▶ **SET EXERCISE**
In the entries that follow, identify the line containing "Exercise. Tag every instance of the snow patch" and return it together with all later lines, exactly as they appear.

▶ **Items listed in a dataset**
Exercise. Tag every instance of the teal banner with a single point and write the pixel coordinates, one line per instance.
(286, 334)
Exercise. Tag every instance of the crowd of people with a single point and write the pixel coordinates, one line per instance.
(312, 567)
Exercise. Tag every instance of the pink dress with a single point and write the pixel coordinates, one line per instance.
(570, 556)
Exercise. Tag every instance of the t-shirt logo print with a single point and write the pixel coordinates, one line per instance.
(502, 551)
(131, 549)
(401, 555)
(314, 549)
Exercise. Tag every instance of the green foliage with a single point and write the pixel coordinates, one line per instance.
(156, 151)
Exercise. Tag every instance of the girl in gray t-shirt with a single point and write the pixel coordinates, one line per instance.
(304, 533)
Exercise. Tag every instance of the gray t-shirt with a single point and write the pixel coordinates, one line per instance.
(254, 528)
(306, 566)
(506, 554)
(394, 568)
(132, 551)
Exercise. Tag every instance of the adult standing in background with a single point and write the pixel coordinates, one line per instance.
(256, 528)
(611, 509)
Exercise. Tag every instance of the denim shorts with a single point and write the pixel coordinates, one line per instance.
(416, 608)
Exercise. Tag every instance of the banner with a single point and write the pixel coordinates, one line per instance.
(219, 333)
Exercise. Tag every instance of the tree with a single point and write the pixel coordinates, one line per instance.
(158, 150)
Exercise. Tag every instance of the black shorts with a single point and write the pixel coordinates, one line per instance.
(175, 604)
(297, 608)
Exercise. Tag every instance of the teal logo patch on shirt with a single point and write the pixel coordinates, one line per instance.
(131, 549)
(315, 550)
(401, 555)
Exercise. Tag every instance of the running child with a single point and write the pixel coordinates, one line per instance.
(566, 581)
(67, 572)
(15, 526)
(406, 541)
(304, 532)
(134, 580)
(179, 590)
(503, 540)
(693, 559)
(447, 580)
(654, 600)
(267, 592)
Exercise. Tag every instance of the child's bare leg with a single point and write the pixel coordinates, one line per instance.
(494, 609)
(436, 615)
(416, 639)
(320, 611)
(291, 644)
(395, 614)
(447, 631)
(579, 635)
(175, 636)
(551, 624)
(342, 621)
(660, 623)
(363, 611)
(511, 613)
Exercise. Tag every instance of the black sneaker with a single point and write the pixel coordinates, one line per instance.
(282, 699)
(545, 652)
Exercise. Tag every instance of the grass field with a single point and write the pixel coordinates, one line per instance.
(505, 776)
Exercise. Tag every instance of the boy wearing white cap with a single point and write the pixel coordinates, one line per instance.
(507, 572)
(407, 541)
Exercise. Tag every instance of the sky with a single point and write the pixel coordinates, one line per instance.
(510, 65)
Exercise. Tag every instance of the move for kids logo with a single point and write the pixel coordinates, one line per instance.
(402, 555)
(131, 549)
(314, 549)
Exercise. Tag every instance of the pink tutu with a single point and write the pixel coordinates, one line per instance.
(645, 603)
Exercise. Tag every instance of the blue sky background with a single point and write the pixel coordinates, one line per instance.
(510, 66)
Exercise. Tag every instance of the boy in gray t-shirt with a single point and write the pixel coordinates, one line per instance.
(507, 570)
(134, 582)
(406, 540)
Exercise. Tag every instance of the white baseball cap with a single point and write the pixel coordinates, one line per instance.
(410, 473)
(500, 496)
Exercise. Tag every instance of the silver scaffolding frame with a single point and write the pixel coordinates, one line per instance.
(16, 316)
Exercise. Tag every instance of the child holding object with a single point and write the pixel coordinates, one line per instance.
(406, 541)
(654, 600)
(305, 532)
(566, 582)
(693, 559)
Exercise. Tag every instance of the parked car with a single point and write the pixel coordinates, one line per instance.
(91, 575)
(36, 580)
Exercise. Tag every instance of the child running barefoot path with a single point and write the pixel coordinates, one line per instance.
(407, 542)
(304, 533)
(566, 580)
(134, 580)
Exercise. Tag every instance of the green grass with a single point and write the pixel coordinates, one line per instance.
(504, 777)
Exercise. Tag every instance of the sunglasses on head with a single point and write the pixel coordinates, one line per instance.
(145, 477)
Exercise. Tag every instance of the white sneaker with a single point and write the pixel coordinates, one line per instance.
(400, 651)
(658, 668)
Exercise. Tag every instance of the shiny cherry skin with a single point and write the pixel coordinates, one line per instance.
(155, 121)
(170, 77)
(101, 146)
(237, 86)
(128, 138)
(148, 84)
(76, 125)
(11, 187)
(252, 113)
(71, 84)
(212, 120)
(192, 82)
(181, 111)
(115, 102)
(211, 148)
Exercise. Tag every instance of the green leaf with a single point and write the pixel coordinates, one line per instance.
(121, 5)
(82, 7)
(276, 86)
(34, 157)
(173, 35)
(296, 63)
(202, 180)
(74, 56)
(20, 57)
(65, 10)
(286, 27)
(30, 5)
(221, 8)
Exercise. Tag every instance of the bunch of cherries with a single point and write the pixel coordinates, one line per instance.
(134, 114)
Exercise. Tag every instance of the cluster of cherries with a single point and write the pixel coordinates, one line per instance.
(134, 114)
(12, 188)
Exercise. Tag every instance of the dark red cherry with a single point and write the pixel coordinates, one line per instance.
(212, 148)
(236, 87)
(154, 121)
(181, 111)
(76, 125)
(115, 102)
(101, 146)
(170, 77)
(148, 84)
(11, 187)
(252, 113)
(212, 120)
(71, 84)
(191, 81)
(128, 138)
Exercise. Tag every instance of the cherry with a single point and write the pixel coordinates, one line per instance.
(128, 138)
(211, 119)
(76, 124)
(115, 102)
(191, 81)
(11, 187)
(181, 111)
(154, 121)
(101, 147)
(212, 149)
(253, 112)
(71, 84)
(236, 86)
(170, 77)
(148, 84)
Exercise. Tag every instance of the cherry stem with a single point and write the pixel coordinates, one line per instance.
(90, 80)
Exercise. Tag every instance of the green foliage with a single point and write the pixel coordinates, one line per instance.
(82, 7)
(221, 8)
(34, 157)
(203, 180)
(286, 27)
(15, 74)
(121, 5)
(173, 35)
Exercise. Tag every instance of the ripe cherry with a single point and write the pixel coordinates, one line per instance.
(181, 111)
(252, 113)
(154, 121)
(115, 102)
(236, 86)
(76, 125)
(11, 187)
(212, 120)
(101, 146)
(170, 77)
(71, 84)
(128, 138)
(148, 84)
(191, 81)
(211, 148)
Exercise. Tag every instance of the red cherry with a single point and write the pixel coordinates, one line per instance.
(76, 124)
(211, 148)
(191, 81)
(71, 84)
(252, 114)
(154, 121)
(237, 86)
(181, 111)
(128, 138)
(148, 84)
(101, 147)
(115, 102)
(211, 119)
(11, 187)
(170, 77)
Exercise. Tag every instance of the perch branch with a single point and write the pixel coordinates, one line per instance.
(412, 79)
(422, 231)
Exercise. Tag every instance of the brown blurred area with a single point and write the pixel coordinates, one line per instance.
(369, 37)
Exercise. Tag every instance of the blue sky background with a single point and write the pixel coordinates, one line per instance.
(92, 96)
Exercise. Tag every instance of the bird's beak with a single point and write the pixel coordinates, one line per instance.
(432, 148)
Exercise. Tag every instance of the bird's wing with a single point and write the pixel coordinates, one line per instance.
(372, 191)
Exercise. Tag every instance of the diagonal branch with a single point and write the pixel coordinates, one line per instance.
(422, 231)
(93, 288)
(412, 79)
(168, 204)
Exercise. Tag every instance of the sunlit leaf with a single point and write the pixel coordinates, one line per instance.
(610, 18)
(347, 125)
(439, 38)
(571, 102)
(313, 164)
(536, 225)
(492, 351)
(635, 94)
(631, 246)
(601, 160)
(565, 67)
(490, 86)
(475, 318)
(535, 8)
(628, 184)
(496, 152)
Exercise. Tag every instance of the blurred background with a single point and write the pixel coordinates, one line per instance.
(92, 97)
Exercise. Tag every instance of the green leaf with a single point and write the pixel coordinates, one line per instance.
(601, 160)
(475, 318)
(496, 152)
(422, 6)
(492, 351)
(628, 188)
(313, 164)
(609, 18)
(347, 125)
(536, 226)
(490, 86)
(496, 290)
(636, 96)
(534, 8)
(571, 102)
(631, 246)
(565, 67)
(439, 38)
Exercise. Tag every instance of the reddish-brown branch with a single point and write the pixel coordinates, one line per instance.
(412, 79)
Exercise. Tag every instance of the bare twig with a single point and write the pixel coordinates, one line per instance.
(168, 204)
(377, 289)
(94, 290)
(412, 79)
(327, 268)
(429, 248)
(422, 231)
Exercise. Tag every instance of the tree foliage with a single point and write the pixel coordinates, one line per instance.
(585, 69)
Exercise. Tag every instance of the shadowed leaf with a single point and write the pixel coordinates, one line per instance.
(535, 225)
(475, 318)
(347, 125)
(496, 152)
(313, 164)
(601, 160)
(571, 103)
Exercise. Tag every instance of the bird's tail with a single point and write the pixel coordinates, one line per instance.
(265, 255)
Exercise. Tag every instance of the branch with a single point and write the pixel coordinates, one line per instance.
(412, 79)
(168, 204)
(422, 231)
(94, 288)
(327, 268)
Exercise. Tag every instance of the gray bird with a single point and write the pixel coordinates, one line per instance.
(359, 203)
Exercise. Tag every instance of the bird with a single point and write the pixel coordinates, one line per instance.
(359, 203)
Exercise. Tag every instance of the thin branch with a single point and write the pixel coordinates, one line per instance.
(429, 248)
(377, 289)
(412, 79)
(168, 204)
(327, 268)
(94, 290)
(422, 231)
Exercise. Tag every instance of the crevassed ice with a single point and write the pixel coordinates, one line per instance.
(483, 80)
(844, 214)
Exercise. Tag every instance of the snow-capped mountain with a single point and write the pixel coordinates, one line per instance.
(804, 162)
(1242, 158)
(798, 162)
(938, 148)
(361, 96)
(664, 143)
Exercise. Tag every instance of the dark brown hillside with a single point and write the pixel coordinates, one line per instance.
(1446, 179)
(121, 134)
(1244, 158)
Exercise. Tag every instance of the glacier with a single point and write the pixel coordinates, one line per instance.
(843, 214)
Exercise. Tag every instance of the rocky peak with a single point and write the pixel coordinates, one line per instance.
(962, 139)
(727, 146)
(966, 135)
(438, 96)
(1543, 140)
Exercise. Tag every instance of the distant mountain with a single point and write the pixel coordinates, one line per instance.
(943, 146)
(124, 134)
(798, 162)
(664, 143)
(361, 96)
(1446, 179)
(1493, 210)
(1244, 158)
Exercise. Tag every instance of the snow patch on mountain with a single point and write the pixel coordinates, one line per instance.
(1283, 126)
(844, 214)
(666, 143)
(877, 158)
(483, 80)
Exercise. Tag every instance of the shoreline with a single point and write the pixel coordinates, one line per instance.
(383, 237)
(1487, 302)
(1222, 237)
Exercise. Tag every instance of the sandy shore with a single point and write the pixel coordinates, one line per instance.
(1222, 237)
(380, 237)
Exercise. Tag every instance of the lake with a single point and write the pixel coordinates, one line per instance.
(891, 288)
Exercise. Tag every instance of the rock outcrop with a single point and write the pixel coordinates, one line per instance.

▶ **TASK RESULT**
Exercise. Tag every instance of the snow patch on mountain with a single point and write the pixel coordinates, one line per instance.
(1283, 126)
(844, 214)
(666, 143)
(877, 158)
(483, 80)
Exercise. Tag every instance of the shoreline with a single point and write the pixel coordinates, one line per instance.
(383, 237)
(1487, 302)
(1222, 237)
Exercise. Tag every instance of the sandy shore with a single point and write the pixel coordinates, one line per instance.
(1222, 237)
(380, 237)
Exercise. Tag every instance of the lake with a single point and write the pixel coordinates, one line per instance.
(891, 288)
Exercise. Tag every instance of the rock outcrop with a single point and write the pixel coordinates, one line per instance.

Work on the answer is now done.